**PROBLEM REQUIREMENTS:** I need every line that includes the word "brown" copied from the material.
_ _ _ _ _
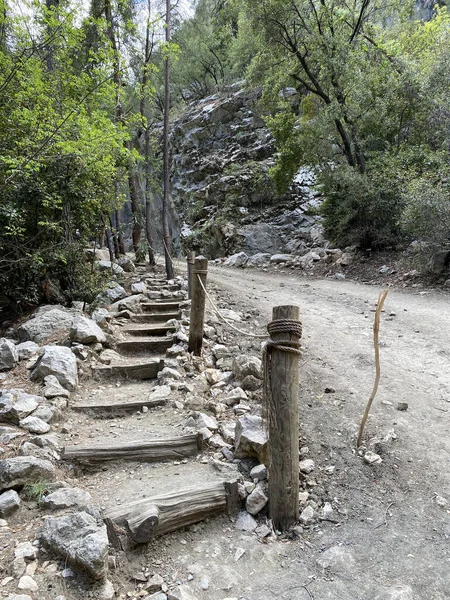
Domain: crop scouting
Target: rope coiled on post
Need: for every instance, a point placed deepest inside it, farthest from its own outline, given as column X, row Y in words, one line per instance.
column 291, row 346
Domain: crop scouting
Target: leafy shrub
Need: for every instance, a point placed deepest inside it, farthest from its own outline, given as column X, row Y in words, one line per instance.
column 361, row 209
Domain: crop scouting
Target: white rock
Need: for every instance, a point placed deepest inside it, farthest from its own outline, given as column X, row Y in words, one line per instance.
column 307, row 466
column 60, row 362
column 86, row 331
column 28, row 583
column 245, row 521
column 307, row 515
column 26, row 350
column 256, row 501
column 371, row 458
column 34, row 425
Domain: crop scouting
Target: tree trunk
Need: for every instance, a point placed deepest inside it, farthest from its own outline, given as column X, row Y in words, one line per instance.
column 167, row 238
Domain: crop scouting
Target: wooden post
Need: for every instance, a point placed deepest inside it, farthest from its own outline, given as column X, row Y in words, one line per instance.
column 190, row 263
column 284, row 428
column 197, row 305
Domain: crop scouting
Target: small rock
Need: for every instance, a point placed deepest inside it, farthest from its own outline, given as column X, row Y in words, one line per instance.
column 371, row 458
column 9, row 503
column 20, row 470
column 336, row 558
column 245, row 521
column 28, row 583
column 53, row 389
column 65, row 498
column 35, row 425
column 256, row 501
column 259, row 472
column 154, row 584
column 307, row 466
column 307, row 515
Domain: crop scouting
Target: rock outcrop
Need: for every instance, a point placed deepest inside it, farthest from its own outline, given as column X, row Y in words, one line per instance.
column 223, row 152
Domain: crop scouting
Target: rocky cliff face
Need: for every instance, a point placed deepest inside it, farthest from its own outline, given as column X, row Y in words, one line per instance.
column 222, row 153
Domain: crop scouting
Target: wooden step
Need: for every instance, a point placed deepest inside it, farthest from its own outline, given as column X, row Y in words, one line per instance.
column 149, row 330
column 137, row 370
column 148, row 345
column 130, row 405
column 149, row 517
column 157, row 318
column 162, row 306
column 142, row 450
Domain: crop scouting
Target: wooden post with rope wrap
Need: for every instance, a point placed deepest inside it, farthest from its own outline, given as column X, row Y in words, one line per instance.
column 190, row 264
column 197, row 321
column 281, row 389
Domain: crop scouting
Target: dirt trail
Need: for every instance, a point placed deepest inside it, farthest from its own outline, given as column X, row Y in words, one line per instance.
column 395, row 531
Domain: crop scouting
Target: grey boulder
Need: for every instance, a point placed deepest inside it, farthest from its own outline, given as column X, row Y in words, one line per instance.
column 9, row 357
column 60, row 362
column 16, row 405
column 251, row 438
column 245, row 365
column 80, row 539
column 17, row 471
column 45, row 321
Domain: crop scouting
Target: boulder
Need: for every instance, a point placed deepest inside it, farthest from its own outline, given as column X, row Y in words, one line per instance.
column 80, row 539
column 45, row 322
column 27, row 350
column 53, row 389
column 9, row 357
column 258, row 260
column 16, row 405
column 138, row 288
column 59, row 361
column 245, row 365
column 280, row 258
column 101, row 316
column 86, row 331
column 17, row 471
column 112, row 293
column 251, row 438
column 66, row 498
column 9, row 503
column 236, row 260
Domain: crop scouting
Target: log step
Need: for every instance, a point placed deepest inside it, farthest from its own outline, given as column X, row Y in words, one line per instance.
column 132, row 405
column 144, row 519
column 157, row 307
column 150, row 330
column 142, row 451
column 156, row 318
column 147, row 345
column 140, row 370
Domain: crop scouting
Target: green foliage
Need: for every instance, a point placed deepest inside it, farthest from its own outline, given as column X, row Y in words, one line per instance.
column 35, row 491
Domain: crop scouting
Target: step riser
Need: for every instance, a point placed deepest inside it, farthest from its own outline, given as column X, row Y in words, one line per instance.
column 157, row 318
column 149, row 331
column 134, row 346
column 148, row 370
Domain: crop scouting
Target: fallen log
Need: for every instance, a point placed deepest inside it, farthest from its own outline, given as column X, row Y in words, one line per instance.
column 145, row 451
column 144, row 519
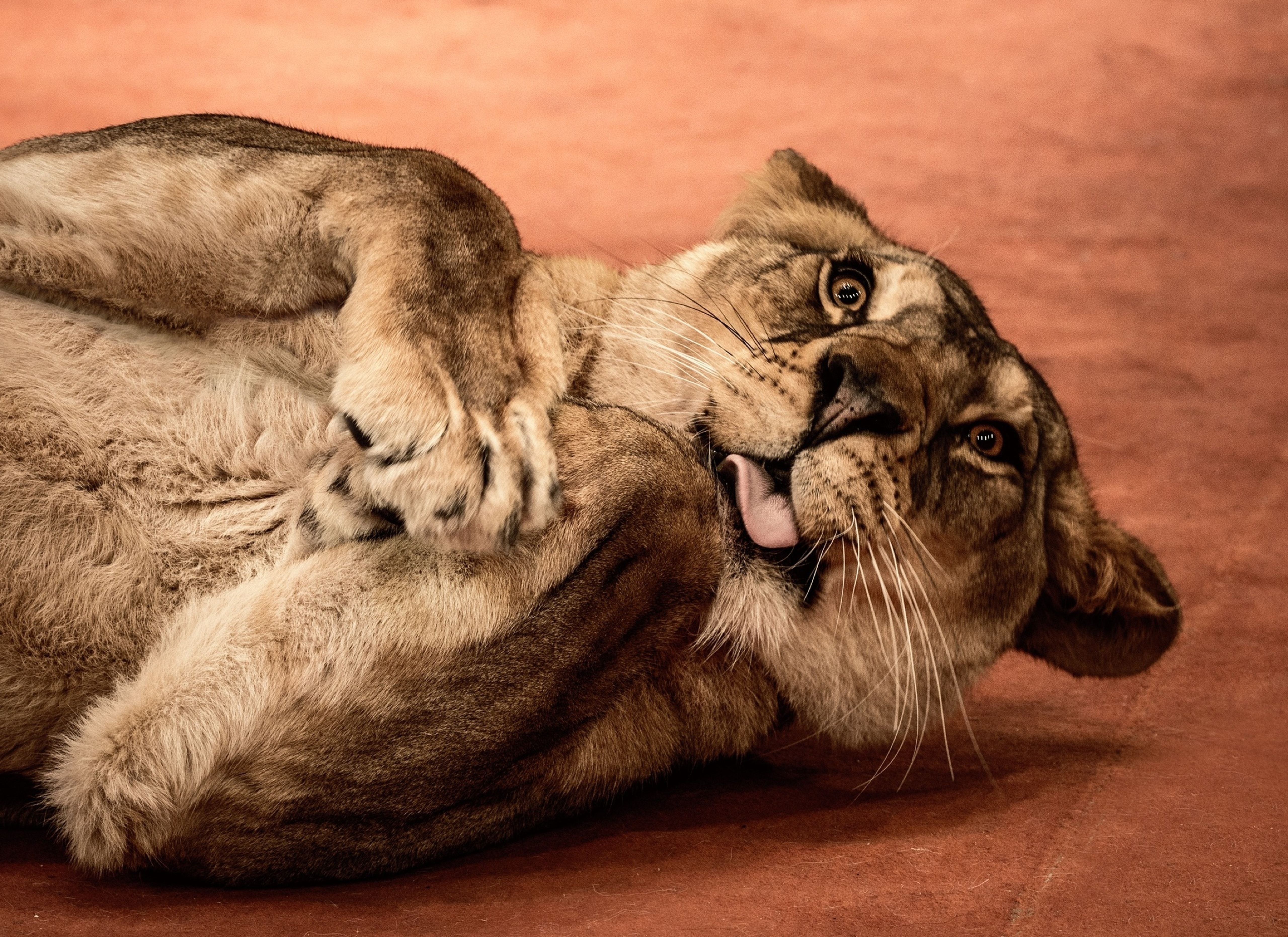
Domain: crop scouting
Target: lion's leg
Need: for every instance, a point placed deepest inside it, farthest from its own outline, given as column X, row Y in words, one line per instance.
column 141, row 756
column 450, row 359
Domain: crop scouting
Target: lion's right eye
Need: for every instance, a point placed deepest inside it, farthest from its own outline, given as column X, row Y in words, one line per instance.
column 849, row 288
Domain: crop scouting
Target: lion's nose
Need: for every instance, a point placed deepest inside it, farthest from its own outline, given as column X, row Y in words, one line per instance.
column 851, row 401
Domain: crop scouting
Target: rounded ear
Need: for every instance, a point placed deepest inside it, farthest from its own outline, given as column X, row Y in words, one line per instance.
column 785, row 189
column 1108, row 609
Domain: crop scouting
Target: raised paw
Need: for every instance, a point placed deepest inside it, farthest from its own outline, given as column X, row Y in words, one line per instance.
column 454, row 475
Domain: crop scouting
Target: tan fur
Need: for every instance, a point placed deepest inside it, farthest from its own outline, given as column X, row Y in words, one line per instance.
column 218, row 659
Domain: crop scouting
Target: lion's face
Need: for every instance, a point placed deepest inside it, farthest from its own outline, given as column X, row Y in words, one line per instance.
column 905, row 486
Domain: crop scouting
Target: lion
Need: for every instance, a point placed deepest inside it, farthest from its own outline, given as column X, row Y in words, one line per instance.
column 341, row 534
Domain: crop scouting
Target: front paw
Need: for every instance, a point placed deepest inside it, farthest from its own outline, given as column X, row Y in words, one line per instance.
column 427, row 463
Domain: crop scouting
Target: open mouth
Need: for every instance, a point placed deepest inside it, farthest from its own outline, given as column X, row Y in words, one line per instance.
column 767, row 512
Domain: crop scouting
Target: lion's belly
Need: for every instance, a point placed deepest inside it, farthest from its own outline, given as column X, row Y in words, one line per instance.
column 137, row 470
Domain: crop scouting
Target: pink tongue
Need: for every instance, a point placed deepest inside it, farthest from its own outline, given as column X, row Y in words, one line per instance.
column 767, row 516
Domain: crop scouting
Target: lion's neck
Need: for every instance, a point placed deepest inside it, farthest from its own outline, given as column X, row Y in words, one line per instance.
column 623, row 340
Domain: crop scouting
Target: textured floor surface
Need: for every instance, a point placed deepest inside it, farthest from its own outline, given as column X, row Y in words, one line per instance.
column 1111, row 176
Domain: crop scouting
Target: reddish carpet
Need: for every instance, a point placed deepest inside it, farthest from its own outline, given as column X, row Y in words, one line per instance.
column 1111, row 176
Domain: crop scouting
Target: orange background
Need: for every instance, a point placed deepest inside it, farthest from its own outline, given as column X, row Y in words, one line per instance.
column 1111, row 176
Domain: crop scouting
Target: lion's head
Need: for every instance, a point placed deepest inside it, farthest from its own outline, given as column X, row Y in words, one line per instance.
column 905, row 496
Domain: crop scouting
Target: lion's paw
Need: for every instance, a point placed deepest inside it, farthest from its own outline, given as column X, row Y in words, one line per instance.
column 109, row 802
column 451, row 475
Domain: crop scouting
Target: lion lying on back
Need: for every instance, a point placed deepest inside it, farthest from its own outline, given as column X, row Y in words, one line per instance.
column 339, row 534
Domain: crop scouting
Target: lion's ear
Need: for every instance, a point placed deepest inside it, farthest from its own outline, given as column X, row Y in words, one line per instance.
column 786, row 186
column 1108, row 609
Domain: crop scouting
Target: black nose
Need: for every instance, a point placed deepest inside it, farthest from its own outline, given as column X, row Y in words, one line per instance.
column 851, row 401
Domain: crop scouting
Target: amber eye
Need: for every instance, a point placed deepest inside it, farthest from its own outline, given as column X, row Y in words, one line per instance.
column 987, row 440
column 849, row 289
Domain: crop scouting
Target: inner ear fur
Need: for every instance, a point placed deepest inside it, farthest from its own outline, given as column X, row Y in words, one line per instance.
column 1108, row 609
column 793, row 199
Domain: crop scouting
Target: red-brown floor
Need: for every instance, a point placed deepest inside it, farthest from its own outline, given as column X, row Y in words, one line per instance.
column 1111, row 176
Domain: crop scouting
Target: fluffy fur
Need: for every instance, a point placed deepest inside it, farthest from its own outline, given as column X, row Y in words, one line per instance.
column 240, row 642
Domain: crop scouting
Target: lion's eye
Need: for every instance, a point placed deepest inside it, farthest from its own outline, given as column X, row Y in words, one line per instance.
column 851, row 288
column 987, row 440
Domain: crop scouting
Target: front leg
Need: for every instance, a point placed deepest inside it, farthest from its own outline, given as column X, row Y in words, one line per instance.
column 450, row 359
column 451, row 419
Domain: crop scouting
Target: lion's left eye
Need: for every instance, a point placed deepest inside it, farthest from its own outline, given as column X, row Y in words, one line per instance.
column 987, row 440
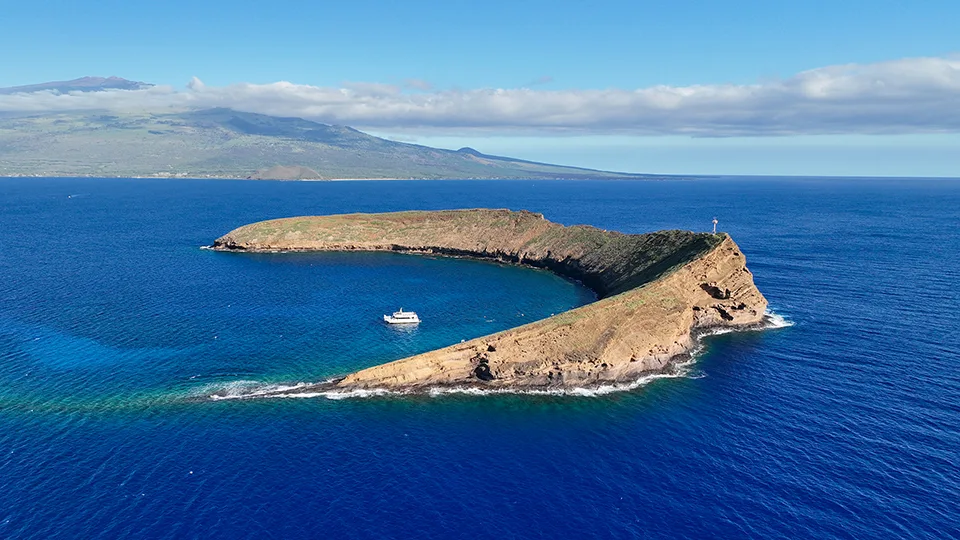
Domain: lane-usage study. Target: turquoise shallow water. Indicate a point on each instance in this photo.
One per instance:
(844, 425)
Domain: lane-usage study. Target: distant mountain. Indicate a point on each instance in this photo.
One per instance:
(83, 84)
(224, 143)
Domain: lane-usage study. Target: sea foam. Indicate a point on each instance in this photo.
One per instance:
(680, 369)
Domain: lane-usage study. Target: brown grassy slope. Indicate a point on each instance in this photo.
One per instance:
(657, 290)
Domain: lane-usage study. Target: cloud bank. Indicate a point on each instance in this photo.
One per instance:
(916, 95)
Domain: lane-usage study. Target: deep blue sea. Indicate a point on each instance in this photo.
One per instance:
(115, 327)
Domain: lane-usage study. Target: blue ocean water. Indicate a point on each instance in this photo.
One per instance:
(114, 325)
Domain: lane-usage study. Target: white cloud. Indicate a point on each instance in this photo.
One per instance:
(917, 95)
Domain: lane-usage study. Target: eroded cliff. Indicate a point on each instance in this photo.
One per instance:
(656, 292)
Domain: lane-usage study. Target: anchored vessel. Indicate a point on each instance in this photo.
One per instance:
(656, 293)
(402, 317)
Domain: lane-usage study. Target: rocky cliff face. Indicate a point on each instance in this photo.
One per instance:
(656, 292)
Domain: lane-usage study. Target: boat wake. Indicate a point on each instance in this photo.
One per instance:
(684, 368)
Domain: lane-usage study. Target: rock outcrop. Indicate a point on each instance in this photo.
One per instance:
(656, 292)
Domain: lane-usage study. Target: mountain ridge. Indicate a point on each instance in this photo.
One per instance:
(82, 84)
(226, 143)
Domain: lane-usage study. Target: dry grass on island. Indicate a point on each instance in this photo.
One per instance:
(656, 292)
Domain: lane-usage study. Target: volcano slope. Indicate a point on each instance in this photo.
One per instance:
(657, 293)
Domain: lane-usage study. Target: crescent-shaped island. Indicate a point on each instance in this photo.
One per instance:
(657, 292)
_ _ _ _ _
**TASK ANSWER:**
Target: red-brown floor
Domain: lane-usage study. Target: brown grassy slope. Indicate a point on each instance in this photo.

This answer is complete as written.